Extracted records
☆ ☆ ☆ ☆ ☆

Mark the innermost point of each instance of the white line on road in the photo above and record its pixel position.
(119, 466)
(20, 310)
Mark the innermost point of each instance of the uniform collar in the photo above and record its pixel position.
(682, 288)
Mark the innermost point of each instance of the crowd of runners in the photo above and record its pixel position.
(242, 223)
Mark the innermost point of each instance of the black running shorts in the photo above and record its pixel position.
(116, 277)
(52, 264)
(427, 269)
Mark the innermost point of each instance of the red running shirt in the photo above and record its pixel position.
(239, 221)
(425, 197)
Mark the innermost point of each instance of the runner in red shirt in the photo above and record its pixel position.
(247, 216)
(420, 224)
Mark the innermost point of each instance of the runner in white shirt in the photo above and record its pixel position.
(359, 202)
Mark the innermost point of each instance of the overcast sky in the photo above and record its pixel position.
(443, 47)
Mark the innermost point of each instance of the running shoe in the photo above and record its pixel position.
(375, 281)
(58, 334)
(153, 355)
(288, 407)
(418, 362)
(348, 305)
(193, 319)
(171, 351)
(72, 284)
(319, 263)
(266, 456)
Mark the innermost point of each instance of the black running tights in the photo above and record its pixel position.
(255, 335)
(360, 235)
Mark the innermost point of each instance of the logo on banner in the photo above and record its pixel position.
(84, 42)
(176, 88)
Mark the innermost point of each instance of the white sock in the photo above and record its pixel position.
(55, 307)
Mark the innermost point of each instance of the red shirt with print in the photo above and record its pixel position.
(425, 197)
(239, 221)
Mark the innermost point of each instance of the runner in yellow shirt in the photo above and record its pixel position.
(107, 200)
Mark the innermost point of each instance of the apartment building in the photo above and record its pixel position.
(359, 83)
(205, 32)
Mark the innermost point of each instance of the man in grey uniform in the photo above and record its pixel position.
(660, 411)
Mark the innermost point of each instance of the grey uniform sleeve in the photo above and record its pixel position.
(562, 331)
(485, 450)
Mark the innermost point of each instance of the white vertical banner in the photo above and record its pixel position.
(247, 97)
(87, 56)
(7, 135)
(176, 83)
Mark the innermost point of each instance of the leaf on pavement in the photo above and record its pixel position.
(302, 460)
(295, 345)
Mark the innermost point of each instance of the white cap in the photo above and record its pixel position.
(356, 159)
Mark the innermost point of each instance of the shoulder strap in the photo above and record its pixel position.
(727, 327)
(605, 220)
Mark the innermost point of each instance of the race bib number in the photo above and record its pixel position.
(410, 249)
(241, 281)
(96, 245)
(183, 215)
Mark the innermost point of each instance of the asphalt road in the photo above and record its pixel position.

☆ ☆ ☆ ☆ ☆

_REQUIREMENTS_
Quote all of the material above word for word, keeping every line.

_SOLUTION_
Mark the innermost point of each instance of the white line on road in the photo above and record its pixel position.
(119, 466)
(20, 310)
Mark the innermost point of each instance of the uniform collar in the photo above and record its pixel position.
(682, 288)
Mark the innermost point of each instance of the crowd of runners in the photo above and record its pixel position.
(242, 223)
Mark the innermost point of each instance of the black running shorts in the photo above and record its pixel position.
(116, 277)
(52, 264)
(427, 269)
Mark the innermost point of each instance of the red running shirt in the photo above and record its pixel position.
(239, 221)
(425, 197)
Mark the innermost point of each instance of the runner in red shirt in the photo above and record its pixel position.
(247, 216)
(420, 224)
Mark the innermost point of each instance of the runner in white shirt in the photo above and record its pixel position.
(359, 202)
Mark the innermost point of each instance of the overcast sky in the photo above and record its pixel position.
(443, 47)
Mark the innermost point of each instance of the running shoe in the photo above and record its pixel position.
(375, 281)
(58, 334)
(153, 355)
(288, 407)
(418, 362)
(348, 305)
(193, 319)
(171, 351)
(72, 284)
(319, 263)
(266, 456)
Mark the innermost point of each instance of the black running tights in the photo above and record its pixel position.
(255, 335)
(360, 235)
Mark the innermost point of each instance of the logo on banner in the photo above and record its pixel position.
(84, 42)
(176, 88)
Mark the innermost point of each instance of the white sock in the photo above and record its pixel position.
(55, 307)
Mark the innermost point of each instance of the red shirt with print in the photo above and record its pixel position.
(425, 197)
(239, 221)
Mark the innermost point of each instance of the runner in yellow shirt in the photo above and record its pixel position.
(107, 200)
Mark the innermost point of each instance of the apartment building in the photo above and record its pixel position.
(359, 83)
(205, 32)
Mark the innermost point of each instance of the man in grey uniform in the photo above and record its pixel position.
(660, 411)
Mark the innermost point of each instance of the grey uniform sleeve in the photo above and record its pixel position.
(562, 331)
(485, 450)
Mark the innermost point of each instance of the white vertical banner in the photo above and record its pixel position.
(247, 97)
(87, 56)
(7, 135)
(176, 83)
Mark the innermost point of each instance of the leaf on pavement in the photo above and record its pixel position.
(302, 460)
(295, 345)
Mark the innermost point of each instance of the white cap in the photo above and record its pixel position.
(356, 159)
Mark the innermost point of each instance of the shoulder strap in the photo above and record its pixel position.
(727, 327)
(605, 220)
Mark the innermost point of each instance of the race bib number in the photo above and record its pixel position.
(410, 249)
(241, 281)
(96, 245)
(183, 215)
Mark the innermost point of each instance of the asphalt road in the photo above and record its pixel position.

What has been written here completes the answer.